* [EXCERPT TO READ]
"""

# Arrow In Progress



## John P (Sep 1, 1999)

This is turning into a reeeeal long-term project. Which is annoying me, since I'd hoped to get lots of kits built this year, not just a few big ones.

This is Tamiya's 1/48 Dornier 335, being built as the proposed hi-altitude recon version. I've grafted on aftermarket resin wing extensions that did NOT fit at all (but at least they were too big, rather than too small, so I could sand them to shape). I've installed CMK's resin cockpit, which required thinning the walls considerabley, CMK's resin wheel wells, and CMK's completely-exposed engines set. I've got the bulkheads and firewalls in, and I think I may take a break before I move on to the actual engines. There are a HUGE number of parts in this resin & photoetch set. I think I need to build something smaller and actually finish something before I get back to this.


----------



## Parts Pit Mike (Jan 3, 2001)

Don't despair John, it's looking great.

Take a break on a smaller kit and get back to this one when it's appealing again!

My 2 cents for free!
Parts Pit Mike


----------



## John P (Sep 1, 1999)

Yay! Somebody looked at my post! :lol:


----------



## Brent Gair (Jun 26, 1999)

John, I ALWAYS read your posts. But, as I've said before, there isn't a whole lot to say because you always do an incredible job and I've come to expect that. That's the price you pay for being a top notch modeler.

Now, if you were a crappy model builder and you were posting pictures that showed you were getting better, I'd likely post words of encouragement .


----------



## Steve244 (Jul 22, 2001)

I'm dismayed to see he's working from instructions. What kinda attitude is that?

edit: oh, and your tires are flat. Other than that it's coming along crackers! :thumbsup:


----------



## John P (Sep 1, 1999)

They're only flat on the bottom!


----------



## KUROK (Feb 2, 2004)

Beautiful work and interesting subject.


----------



## bert model maker (Feb 19, 2002)

i know what you mean john, i worked on my polar lights jupiter 2 and built and detailed both decks and worked on and off for almost 3 years. I had to take breaks from it. i built the invaders ufo during one of these breaks. and when you get back to the model, you are refreshed and do better work on it.


----------

"""

* [GIVEN PROBLEM 1] In the model-build thread, what kit is John P working on, and as which version?
* [GIVEN PROBLEM 2] Copy out the stretch of the model-build thread from "John, I ALWAYS" through "(Jul 22, 2001)".

Picture annotation entries

"""

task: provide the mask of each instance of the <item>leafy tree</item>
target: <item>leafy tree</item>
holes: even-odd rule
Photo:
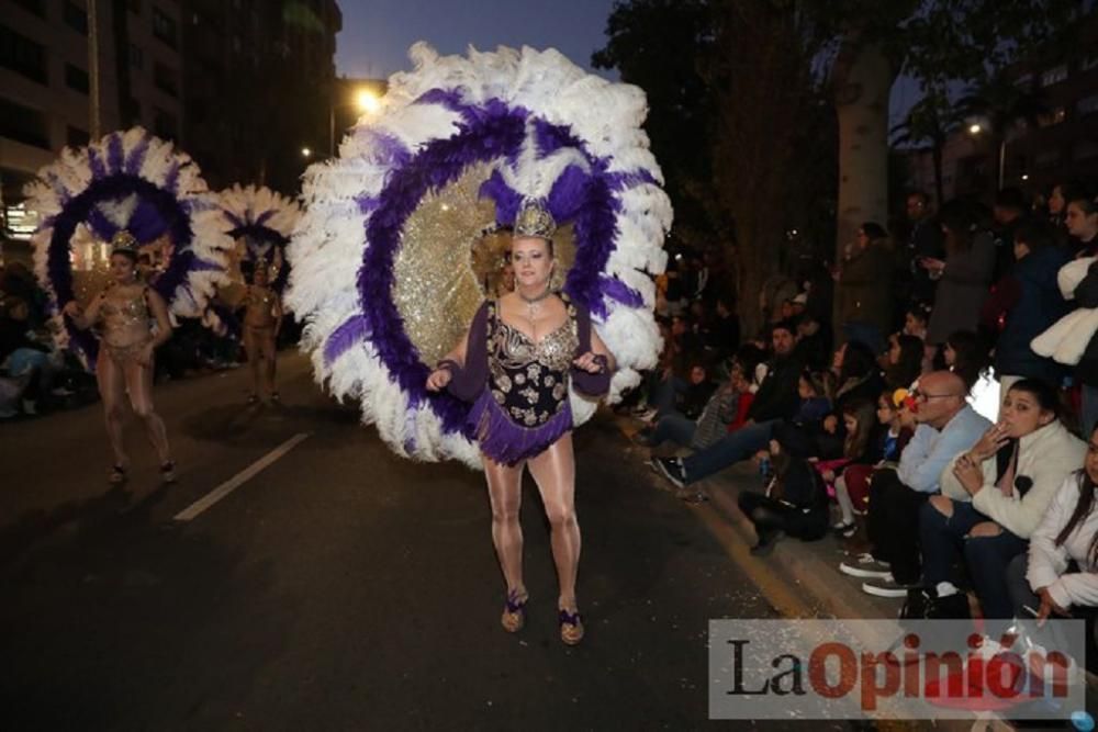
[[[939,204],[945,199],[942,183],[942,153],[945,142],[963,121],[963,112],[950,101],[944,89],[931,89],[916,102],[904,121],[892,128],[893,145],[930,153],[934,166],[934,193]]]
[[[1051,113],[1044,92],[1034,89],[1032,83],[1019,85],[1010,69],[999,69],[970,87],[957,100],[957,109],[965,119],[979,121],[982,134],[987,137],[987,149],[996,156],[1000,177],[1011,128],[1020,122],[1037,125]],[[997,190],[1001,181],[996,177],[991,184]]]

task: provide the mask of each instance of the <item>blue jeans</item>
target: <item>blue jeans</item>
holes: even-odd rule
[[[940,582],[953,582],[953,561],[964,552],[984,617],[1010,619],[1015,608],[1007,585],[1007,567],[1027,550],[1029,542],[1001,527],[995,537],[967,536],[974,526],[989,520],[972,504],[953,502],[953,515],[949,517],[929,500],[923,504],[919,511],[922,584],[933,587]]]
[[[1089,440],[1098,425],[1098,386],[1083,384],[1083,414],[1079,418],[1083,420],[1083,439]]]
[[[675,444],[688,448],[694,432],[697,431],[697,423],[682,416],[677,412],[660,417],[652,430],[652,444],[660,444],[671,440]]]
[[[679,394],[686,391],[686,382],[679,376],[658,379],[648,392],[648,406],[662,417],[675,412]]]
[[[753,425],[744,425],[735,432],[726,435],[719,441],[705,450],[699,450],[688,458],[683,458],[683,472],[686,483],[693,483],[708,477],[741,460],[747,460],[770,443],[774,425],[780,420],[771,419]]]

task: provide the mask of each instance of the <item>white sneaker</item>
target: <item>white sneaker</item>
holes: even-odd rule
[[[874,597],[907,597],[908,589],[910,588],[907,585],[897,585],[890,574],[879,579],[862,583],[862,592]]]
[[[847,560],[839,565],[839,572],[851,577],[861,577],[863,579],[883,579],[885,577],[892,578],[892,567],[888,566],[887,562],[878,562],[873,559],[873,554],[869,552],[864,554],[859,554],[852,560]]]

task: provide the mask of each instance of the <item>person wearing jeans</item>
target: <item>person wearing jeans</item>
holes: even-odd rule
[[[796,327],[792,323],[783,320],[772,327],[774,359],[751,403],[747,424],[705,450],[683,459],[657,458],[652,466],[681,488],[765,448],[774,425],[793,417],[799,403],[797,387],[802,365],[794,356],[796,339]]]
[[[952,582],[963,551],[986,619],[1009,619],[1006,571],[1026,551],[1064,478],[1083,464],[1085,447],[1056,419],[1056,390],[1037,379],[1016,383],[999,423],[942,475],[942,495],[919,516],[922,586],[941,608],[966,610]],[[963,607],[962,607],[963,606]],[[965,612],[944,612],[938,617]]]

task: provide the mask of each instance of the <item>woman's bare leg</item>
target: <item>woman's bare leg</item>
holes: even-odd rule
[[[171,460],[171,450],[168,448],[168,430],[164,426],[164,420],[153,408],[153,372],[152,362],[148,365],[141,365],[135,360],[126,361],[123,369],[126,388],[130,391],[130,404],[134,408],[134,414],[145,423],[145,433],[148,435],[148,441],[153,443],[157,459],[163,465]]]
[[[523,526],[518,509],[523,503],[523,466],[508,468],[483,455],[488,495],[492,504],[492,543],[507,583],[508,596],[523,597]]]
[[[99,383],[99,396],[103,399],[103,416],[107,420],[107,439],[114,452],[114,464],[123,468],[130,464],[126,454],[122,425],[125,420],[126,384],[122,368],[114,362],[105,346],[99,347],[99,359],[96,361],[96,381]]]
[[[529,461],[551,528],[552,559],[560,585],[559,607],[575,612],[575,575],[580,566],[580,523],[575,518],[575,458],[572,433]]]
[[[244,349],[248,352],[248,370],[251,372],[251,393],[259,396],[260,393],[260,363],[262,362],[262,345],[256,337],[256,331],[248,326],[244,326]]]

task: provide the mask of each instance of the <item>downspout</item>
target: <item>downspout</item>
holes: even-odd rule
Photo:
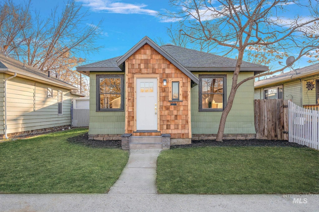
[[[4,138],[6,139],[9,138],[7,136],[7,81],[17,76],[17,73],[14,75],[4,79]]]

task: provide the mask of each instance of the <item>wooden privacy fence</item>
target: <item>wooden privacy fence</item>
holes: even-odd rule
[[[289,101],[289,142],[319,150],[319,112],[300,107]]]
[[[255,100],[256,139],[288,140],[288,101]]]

"""

* [OUTPUT 1] Tamiya's 1/48 Dornier 335, built as the proposed hi-altitude recon version.

* [OUTPUT 2]
John, I ALWAYS read your posts. But, as I've said before, there isn't a whole lot to say because you always do an incredible job and I've come to expect that. That's the price you pay for being a top notch modeler.

Now, if you were a crappy model builder and you were posting pictures that showed you were getting better, I'd likely post words of encouragement .


----------



## Steve244 (Jul 22, 2001)